=== Your task ===
Please retype the records below exactly, from the first line down to and including the line with "Put a marker on each instance of the paved".

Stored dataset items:

◆ ◆ ◆ ◆ ◆

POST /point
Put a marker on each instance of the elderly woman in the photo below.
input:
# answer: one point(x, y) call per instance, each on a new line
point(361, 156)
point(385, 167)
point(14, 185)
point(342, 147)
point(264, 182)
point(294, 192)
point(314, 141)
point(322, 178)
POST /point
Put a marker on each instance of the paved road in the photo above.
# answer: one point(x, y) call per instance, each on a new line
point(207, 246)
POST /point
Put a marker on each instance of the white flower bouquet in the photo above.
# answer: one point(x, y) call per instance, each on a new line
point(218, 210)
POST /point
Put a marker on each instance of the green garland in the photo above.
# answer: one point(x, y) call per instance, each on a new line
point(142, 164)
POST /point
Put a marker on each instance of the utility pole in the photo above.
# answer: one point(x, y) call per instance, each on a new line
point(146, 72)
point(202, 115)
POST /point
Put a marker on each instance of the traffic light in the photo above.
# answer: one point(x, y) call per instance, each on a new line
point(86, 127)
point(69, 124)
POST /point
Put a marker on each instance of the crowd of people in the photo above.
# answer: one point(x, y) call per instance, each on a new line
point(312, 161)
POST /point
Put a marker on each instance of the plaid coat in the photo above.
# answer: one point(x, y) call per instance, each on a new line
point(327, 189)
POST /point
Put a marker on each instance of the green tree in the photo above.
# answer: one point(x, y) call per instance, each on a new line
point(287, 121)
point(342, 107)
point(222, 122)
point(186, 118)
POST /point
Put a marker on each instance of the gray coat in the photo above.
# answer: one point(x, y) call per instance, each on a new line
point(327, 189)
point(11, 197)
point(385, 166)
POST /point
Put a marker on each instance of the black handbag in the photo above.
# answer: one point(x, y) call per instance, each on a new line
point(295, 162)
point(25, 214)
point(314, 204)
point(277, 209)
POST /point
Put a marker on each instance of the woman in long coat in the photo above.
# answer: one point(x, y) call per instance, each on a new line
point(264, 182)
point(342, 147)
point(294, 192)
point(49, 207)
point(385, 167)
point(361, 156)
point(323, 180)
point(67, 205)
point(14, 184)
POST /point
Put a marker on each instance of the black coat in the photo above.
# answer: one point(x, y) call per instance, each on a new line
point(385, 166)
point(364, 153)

◆ ◆ ◆ ◆ ◆

=== Task answer ===
POST /point
Put a marker on each instance of the elderly woman in the photo below.
input:
# answer: one point(x, y) call per instance, each on a new line
point(361, 156)
point(385, 167)
point(14, 185)
point(342, 147)
point(264, 182)
point(294, 192)
point(314, 141)
point(322, 178)
POST /point
Put a marker on each instance of the paved road in the photo above.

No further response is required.